* Task
Retype everything from the line containing "Target: white baseboard" down to the end of the rows, both ends included, with no changes.

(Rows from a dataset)

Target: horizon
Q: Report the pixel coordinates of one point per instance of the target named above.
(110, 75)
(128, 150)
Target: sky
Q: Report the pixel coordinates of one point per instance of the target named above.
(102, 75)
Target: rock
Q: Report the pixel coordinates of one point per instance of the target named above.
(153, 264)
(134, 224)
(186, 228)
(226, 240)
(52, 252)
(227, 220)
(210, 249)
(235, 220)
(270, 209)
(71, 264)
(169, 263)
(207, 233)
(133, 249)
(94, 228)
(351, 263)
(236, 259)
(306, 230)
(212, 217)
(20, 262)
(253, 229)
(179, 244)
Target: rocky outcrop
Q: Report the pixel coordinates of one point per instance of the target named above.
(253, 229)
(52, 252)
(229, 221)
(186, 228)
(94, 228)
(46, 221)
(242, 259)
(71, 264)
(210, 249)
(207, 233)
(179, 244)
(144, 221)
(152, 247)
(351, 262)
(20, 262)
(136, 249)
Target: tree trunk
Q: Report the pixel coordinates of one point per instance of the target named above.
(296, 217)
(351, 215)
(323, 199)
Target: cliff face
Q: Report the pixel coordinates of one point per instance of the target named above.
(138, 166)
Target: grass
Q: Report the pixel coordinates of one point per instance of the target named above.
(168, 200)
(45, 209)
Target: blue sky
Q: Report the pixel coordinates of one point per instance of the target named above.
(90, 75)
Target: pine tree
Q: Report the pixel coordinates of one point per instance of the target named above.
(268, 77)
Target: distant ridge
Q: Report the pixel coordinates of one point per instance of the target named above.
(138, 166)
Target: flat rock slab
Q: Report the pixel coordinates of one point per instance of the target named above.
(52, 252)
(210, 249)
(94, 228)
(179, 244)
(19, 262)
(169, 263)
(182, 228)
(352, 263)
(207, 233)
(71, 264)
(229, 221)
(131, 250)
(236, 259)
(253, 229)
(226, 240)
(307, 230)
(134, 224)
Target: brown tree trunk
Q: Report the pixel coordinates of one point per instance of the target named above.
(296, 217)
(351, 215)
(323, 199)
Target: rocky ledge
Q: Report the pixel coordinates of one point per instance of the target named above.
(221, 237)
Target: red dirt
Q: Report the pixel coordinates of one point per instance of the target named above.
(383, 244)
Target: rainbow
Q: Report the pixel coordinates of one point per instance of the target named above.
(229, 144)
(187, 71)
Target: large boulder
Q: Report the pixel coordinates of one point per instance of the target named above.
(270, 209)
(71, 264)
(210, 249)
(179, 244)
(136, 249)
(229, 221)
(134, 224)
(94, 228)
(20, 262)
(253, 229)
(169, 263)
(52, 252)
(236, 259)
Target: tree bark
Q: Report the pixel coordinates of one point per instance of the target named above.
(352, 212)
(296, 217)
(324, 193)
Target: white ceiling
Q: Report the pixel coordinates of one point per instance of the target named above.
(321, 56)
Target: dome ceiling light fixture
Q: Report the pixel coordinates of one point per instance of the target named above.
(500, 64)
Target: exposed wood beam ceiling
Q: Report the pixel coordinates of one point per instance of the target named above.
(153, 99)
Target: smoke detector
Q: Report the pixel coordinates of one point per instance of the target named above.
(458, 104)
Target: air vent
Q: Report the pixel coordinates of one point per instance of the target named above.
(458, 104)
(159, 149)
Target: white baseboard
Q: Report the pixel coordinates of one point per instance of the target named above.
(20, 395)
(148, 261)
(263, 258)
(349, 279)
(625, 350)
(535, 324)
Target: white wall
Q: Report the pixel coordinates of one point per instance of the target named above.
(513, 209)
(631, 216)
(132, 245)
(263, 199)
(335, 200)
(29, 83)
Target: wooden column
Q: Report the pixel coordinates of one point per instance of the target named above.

* Task result
Target: white baseboard
Q: Report the pixel coordinates of one point per instance of the target named above.
(20, 395)
(148, 261)
(263, 258)
(349, 279)
(625, 350)
(535, 324)
Target: white wall
Q: Report the pixel coordinates of one point per instance of the target named above.
(513, 209)
(631, 216)
(132, 245)
(263, 199)
(335, 200)
(29, 83)
Target: wooden column
Q: Report the pixel coordinates of one point per instance of the target named above.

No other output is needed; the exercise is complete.